**課題**:
男女の体型の変化を論じた本文を、最後の段落の後から書き継いでください。

**表示された本文**:
· · · ·

男は太く、女は細く


170.1センチ、69.8キロ、25


40歳代男性の平均値らしい。身長、体重とBMI値(=体重÷身長÷身長)である(毎日新聞2007年10月7日朝刊)。40代女性となると身長157.1センチ、体重52.8キロとなっている。この手の数値で大切なのは、経年変化である。その変化には明らかな傾向が見られる。


すなわち男性は太く、女性は細くなっているのだ。あるいは、こう言い換えてもよいのではないか。「男性は醜く、女性は美しく」。もちろんこうした美醜の基準はところ変われば変わるものだし、時代によっても大きく異なる。だから一概にでぶっちょになるのが醜くなることであり、逆にスリムになるのが美しいとは必ずしもいえない。


が、少なくとも現時点での美醜感覚で言えば太い=醜い、細い=美しいといっても差し支えはないと思う。そこで問題は、なぜそうなってきたのかである。


自然界の動物たちは基本的にメスよりもオスの方が美しい。これが相場だ。クジャクが典型的であり、ライオンもそう。なぜかといえば動物界ではオスがメスを引き寄せることになっているからだ。そのためにオスはできるだけ美しく、派手な姿をして目だつ必要がある(ということらしい。たぶん、どこかでそんな解説を聞いたことがある)。

· · · ·

(記録の一部)

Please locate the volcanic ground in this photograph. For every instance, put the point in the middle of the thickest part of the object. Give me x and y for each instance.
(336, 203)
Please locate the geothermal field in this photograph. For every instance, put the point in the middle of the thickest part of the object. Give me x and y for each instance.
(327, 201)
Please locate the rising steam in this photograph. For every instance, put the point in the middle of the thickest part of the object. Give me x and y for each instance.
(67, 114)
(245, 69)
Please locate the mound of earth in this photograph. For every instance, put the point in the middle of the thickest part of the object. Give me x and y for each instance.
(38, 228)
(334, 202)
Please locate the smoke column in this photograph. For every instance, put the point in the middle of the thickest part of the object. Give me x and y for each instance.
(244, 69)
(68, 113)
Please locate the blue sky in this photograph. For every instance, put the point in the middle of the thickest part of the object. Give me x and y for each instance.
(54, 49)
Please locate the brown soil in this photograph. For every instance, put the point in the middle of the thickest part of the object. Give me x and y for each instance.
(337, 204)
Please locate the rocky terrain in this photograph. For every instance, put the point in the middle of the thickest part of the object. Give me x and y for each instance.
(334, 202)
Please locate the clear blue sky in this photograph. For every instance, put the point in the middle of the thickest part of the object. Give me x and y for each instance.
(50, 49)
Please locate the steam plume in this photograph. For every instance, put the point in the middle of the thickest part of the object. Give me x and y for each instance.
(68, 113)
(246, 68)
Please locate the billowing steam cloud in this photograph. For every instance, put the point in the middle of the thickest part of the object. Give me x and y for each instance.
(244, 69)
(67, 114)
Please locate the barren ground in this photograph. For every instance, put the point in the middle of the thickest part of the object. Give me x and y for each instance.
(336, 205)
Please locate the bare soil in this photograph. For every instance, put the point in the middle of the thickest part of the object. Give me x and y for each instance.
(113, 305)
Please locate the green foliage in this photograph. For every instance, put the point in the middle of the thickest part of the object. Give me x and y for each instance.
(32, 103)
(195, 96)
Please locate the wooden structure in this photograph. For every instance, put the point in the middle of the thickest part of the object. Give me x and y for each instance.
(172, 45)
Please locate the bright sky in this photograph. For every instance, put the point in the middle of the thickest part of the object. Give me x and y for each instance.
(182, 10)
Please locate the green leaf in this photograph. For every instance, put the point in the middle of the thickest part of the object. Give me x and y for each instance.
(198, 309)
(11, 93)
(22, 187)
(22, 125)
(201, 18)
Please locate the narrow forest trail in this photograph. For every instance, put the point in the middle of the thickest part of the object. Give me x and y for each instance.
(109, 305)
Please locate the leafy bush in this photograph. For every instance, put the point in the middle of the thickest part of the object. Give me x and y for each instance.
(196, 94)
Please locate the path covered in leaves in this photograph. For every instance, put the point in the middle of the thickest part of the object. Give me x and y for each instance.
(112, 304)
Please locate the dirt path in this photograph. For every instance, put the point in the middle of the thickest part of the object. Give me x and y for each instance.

· · · ·

**課題の結果**:
という動物界のベーシックなルールをそのまま人間に当てはめることには多分に無理があるのだが、少なくともこれまえは男女間で明らかな美醜の違いはなかったはずだ。男女のどちらかが一方的に醜化する傾向などはまったくなかったといえるだろう。ところが少なくともこの12年間の変化には、明らかな傾向が出ている。この間に一体何が変わったのだろうか。


この十数年とそれ以前というタームで比べるなら、大きな変化が三つぐらいある。一つは女性の本格的な社会進出である。きちんとフルタイムで、男性と同等(もしくはたいていの場合は男性よりも優れて)仕事をする女性が増えてきた。その結果、その二として晩婚化が進んでいる。そのためにその三の少子化が進んだ。


変化はこの三点セットである。では、こうした変化が男女の容姿・体格に何らかの影響を及ぼすだろうか。かなり深刻な影響を与える可能性があると思う。


女性サイドの変化三点セットの行き着く先は、男性がいなくとも生きていけるわ的人生への転換だろう。そして多くの女性が家庭に入るよりも外の世界で生きていくことを選ぶようになった。外の世界、すなわち不特定多数の他者に見られる世界である。人は他人の目を意識するとき、キレイになろうとする。だから女性サイドでは職業観(=人生観)の大きな変化があり、それが原因となってより美しさを求める方向へとシフトしていった。


では一方の男性サイドはどうなのだろうか。


この12年間で太り出したということは、やはり女性サイドの変化と何らかの相関関係があると考えるべきだろう。なぜ男性がぶさいくになってきているのか。美しくある必要がなくなってきたからという仮説は成立しないだろうか。男性も女性を引きつける必要があるなら美しく(カッコよくとかハンサムとかいろんないい方はあるけれど)、とりあえずは魅力的ある必要がある。しかし女性サイドが男性を必要としなくなるのと同時に、男性も女性を必要としなくなったとは考えられないだろうか。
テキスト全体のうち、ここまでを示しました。